» **Problem details**: Return the entries exactly. Images are not part of the copy.

=== Begin Enclosure ===

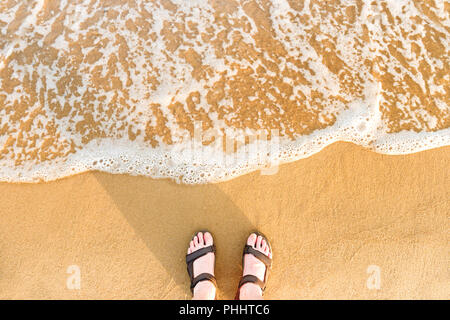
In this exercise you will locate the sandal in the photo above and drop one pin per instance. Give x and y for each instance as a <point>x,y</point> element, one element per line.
<point>190,258</point>
<point>261,257</point>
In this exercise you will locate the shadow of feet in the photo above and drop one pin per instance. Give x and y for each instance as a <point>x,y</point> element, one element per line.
<point>166,215</point>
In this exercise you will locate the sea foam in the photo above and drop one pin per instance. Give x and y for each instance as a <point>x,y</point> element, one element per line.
<point>203,91</point>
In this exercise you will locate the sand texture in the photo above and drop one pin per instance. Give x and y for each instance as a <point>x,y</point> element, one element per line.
<point>329,218</point>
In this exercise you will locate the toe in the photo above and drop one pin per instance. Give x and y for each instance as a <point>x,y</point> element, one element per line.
<point>208,239</point>
<point>251,240</point>
<point>200,238</point>
<point>196,241</point>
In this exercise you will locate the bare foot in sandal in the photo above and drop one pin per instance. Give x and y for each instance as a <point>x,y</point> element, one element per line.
<point>255,267</point>
<point>205,288</point>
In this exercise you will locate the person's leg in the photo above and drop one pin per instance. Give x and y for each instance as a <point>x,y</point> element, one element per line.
<point>254,266</point>
<point>204,290</point>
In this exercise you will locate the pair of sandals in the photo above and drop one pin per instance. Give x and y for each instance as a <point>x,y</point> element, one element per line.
<point>190,258</point>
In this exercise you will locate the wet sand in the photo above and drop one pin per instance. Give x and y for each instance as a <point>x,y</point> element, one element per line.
<point>329,218</point>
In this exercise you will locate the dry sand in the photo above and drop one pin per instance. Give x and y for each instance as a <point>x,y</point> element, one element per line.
<point>329,217</point>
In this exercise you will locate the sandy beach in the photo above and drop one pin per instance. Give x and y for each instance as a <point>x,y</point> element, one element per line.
<point>329,218</point>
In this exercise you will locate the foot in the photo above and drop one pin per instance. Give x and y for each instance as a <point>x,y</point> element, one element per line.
<point>204,290</point>
<point>253,266</point>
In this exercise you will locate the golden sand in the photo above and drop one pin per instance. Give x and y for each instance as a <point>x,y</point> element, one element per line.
<point>329,218</point>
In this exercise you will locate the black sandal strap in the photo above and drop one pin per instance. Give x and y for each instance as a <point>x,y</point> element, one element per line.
<point>203,277</point>
<point>198,253</point>
<point>259,255</point>
<point>190,258</point>
<point>252,279</point>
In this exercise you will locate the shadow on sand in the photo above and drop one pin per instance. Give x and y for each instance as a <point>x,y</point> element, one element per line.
<point>166,224</point>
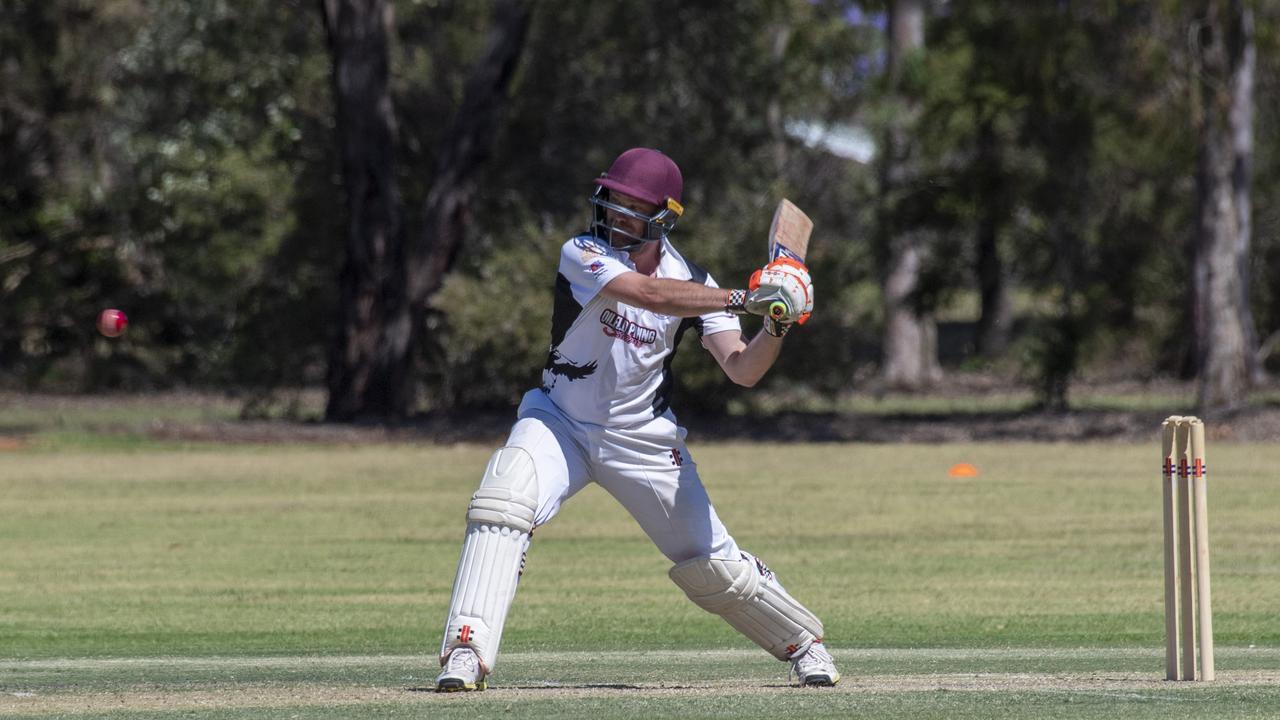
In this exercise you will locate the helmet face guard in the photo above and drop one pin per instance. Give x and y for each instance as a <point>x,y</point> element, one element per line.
<point>656,227</point>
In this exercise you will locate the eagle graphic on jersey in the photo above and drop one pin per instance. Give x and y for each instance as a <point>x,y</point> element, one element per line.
<point>561,368</point>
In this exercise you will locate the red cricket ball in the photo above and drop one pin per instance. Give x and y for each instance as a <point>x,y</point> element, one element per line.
<point>112,322</point>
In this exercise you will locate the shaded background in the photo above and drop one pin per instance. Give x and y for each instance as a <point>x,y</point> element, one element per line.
<point>366,196</point>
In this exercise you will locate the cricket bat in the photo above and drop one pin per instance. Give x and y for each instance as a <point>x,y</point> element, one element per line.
<point>789,237</point>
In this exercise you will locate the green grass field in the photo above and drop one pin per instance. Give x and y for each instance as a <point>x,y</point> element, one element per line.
<point>145,579</point>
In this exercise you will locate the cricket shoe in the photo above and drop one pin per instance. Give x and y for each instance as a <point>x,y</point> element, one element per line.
<point>816,668</point>
<point>461,671</point>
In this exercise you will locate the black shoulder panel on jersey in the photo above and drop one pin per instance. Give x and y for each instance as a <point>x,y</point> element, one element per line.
<point>565,311</point>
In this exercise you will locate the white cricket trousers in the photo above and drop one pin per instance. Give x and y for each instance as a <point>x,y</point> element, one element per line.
<point>647,468</point>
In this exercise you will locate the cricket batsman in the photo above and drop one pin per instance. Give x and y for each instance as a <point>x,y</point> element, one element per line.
<point>624,299</point>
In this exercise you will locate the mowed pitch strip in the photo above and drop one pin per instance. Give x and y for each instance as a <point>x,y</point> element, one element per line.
<point>183,684</point>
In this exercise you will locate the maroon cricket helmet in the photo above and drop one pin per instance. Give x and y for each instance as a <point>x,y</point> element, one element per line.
<point>644,173</point>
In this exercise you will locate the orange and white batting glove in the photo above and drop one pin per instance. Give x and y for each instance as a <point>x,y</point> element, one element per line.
<point>782,294</point>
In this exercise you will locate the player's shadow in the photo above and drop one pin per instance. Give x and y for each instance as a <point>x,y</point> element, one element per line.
<point>566,687</point>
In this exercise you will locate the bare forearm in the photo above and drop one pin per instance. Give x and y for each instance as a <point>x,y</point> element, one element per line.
<point>745,363</point>
<point>681,299</point>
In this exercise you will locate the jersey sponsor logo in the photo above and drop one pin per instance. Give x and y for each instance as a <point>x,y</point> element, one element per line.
<point>557,367</point>
<point>621,328</point>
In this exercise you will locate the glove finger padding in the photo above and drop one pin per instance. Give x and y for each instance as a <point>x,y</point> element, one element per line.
<point>781,291</point>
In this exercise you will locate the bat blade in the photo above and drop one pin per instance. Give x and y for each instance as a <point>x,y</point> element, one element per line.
<point>789,235</point>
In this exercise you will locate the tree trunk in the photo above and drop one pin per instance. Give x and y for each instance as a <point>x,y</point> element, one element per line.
<point>388,279</point>
<point>368,355</point>
<point>466,146</point>
<point>910,335</point>
<point>1221,319</point>
<point>995,323</point>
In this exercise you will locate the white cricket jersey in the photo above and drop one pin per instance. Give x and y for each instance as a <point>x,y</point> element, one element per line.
<point>609,363</point>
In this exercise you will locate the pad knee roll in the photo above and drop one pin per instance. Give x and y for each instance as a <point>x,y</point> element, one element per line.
<point>746,595</point>
<point>499,522</point>
<point>508,493</point>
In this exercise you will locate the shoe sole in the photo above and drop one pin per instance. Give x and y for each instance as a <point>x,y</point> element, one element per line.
<point>453,686</point>
<point>821,680</point>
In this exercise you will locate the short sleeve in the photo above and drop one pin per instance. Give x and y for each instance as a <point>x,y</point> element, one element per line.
<point>589,267</point>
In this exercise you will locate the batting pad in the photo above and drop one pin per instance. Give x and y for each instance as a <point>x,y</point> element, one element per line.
<point>748,596</point>
<point>499,519</point>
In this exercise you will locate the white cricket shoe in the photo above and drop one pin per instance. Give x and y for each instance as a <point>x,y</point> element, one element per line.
<point>816,668</point>
<point>461,671</point>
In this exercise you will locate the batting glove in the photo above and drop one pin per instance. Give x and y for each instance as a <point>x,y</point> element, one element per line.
<point>781,291</point>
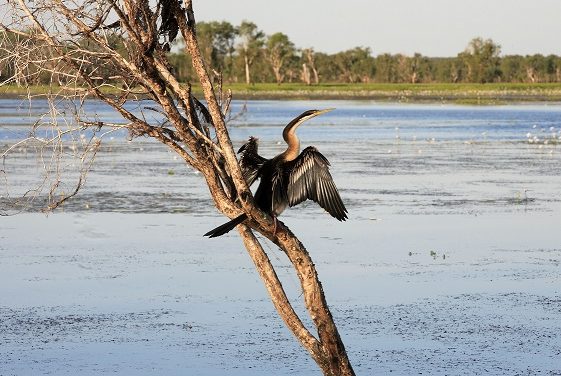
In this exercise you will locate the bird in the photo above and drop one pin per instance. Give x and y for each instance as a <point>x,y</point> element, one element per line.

=== End Enclosure ===

» **Solution**:
In this exercise you will locate the sandal in the photo above and drop one pin per instance. Give x and y for each instance as a <point>x,y</point> element, one element per line.
<point>190,258</point>
<point>261,257</point>
In this exercise you will locate the shadow of feet in the photo above and drop one pin per instance. Give x and y for each instance as a <point>x,y</point> element, one element per line.
<point>166,215</point>
In this exercise you will locate the sea foam in the photo above and drop one pin per instance. Give x and y for each instance as a <point>x,y</point> element, one element per line.
<point>203,91</point>
In this exercise you will locate the sand texture in the photo above and drop one pin per instance. Give x and y for each instance as a <point>x,y</point> element, one element per line.
<point>329,218</point>
In this exercise you will locate the toe in the photo above and drop one pin per instance. Give x and y for each instance as a <point>x,y</point> element, one element per line.
<point>208,239</point>
<point>251,240</point>
<point>200,238</point>
<point>196,241</point>
In this exercise you will locate the bare foot in sandal in the photo above and drop one pin per instance. Give x and y for each instance as a <point>x,y</point> element, one element per line.
<point>255,267</point>
<point>205,288</point>
In this exercise you will locate the person's leg in the photo above and drop one pin per instance. Give x and y for each instance as a <point>x,y</point> element, one element per line.
<point>254,266</point>
<point>204,290</point>
In this exercise you will locate the pair of sandals in the photo above and drop one pin per instance. Give x and y for each instance as a <point>x,y</point> element, one element per line.
<point>190,258</point>
In this exercise you will locate the wet sand in the photo above and drop one pin per instance. Give x and y for each instance as a <point>x,y</point> element, one element per line.
<point>329,218</point>
In this exercise you will locate the dry sand in the photo above and drop one pin per instance. Give x and y for each instance as a <point>x,y</point> element, one element per line.
<point>329,217</point>
In this exercise you will locate the sandy beach in the photo above and drop one pin per instance. Give x and y for each instance as a <point>x,y</point> element, one element per line.
<point>329,218</point>
In this exercise you will locate the foot in the photo above and drop one pin per instance. Give x and y for each instance as a <point>x,y</point> element, one element per line.
<point>204,290</point>
<point>253,266</point>
In this exercise you will locate the golden sand in the photo above and drop one pin per instance. Give x and y for each instance as a <point>x,y</point> element, one element per line.
<point>329,218</point>
In this exercise you will locate the black sandal strap in the photo above and drop one pin per instance. Give x and y for each instance as a <point>x,y</point> element, one element per line.
<point>203,277</point>
<point>198,253</point>
<point>259,255</point>
<point>190,258</point>
<point>252,279</point>
In this exercise you will locate the shadow on sand in the photo above and drop one pin per instance. Give x and y for each instance as a <point>x,y</point> element, one element per line.
<point>166,224</point>
In this exercise you will locate the helmet face guard in the photo above and drop one pin per instance. Give x and y for each instance as a <point>x,y</point> element, one element per line.
<point>656,227</point>
In this exercise you will locate the eagle graphic on jersey in the photo above and drop one pin per instance. Give x and y for each instance as a <point>x,y</point> element, one element per line.
<point>561,368</point>
In this exercise you will locate the red cricket ball in the photo above and drop one pin per instance. Give x and y for each instance as a <point>x,y</point> element, one element per line.
<point>112,322</point>
In this exercise you will locate the shaded background in the photo above and drop one pin per instance. Give x and y for each instance as a <point>x,y</point> element, one element per line.
<point>366,196</point>
In this exercise you will locate the cricket bat in the photo above and drop one pin per instance. Give x and y for each instance as a <point>x,y</point> element, one element per line.
<point>789,237</point>
In this exercise you will locate the green grass field in the photo above and drop one pin per instance. Give x and y for each instance as a <point>x,y</point> element, one element per line.
<point>145,579</point>
In this exercise you will locate the cricket shoe in the photo above and drop one pin per instance. Give x and y for each instance as a <point>x,y</point> element, one element per line.
<point>816,668</point>
<point>461,671</point>
In this exercise you will locate the black shoulder panel on jersey in the photo above and drop one pin per instance. Give x and y for each instance as a <point>x,y</point> element, one element per line.
<point>565,311</point>
In this exercise you will locate the white cricket trousers in the photo above and drop one pin per instance. Give x and y for each instance as a <point>x,y</point> element, one element per line.
<point>647,468</point>
In this exercise you will locate the cricket batsman in the photo above and drop one pin per instance. Give x and y for each instance as a <point>x,y</point> element, one element per line.
<point>624,299</point>
In this exercise you will locate the mowed pitch strip in the photo above and drop one pin per instance. Give x and y for each instance as a <point>x,y</point> element, one element per line.
<point>183,684</point>
In this exercise you will locate the maroon cricket helmet in the photo above and drop one pin per instance. Give x and y for each instance as a <point>x,y</point> element, one element per line.
<point>644,173</point>
In this exercise you will locate the orange and white batting glove in the photo above and drop one pin per instance. Give x and y for each instance as a <point>x,y</point> element, one element per line.
<point>782,294</point>
In this exercise you will locate the player's shadow in the photo above and drop one pin per instance. Give x and y for each instance as a <point>x,y</point> element, one element per line.
<point>566,687</point>
In this exercise you will locate the bare forearm in the photo above and drop one pin per instance. Give x and y for each instance as a <point>x,y</point> element, one element per line.
<point>745,363</point>
<point>681,299</point>
In this exercise you will locate the jersey sponsor logo in the photo above and drop one pin per instance. Give x and y for each instance as a <point>x,y</point> element, one element per line.
<point>557,367</point>
<point>621,328</point>
In this exercise you will locate the glove finger padding in the photo above and drop one pin per instance. Give x and y for each instance as a <point>x,y</point> element, one element per line.
<point>781,291</point>
In this exercise you will locate the bat blade in the photo above and drop one pin per instance. Give x and y for each instance as a <point>x,y</point> element, one element per line.
<point>789,235</point>
In this exercise you will locate the tree trunk in the photo above and drop one pin per instance. Give x and y for each instance as a <point>x,y</point> element, one element per line.
<point>388,279</point>
<point>368,355</point>
<point>466,146</point>
<point>910,335</point>
<point>1221,319</point>
<point>995,323</point>
In this exercise you will locate the white cricket jersey in the photo above and drop one pin per instance. Give x and y for each instance as a <point>x,y</point> element, one element per line.
<point>609,363</point>
In this exercise you will locate the pad knee roll in the photo above and drop one pin per instance. Give x and y for each instance as a <point>x,y</point> element, one element per line.
<point>746,595</point>
<point>499,522</point>
<point>508,493</point>
In this exercise you will locate the shoe sole in the photo above and drop one pin per instance. Give x and y for each instance as a <point>x,y</point> element, one element per line.
<point>453,686</point>
<point>821,680</point>
In this exercise you will locate the short sleeve in the photo above and drop one pin per instance. Give x and y for each instance as a <point>x,y</point> element, one element per line.
<point>589,267</point>
In this exercise you will locate the batting pad in the photo above and drop one pin per instance. Give x and y for each instance as a <point>x,y</point> element, one element per line.
<point>748,596</point>
<point>499,519</point>
In this exercise you will locate the white cricket shoe in the photo above and drop one pin per instance. Give x and y for each instance as a <point>x,y</point> element, one element per line.
<point>816,668</point>
<point>461,671</point>
In this exercise you will locate the batting glove in the photo above and drop one pin per instance. Give x and y for each instance as a <point>x,y</point> element, one element per line.
<point>781,291</point>
In this exercise you will locate the bird in the photo above and drop one pin per instance. Give x and y for each instance as a <point>x,y</point> element, one element per line.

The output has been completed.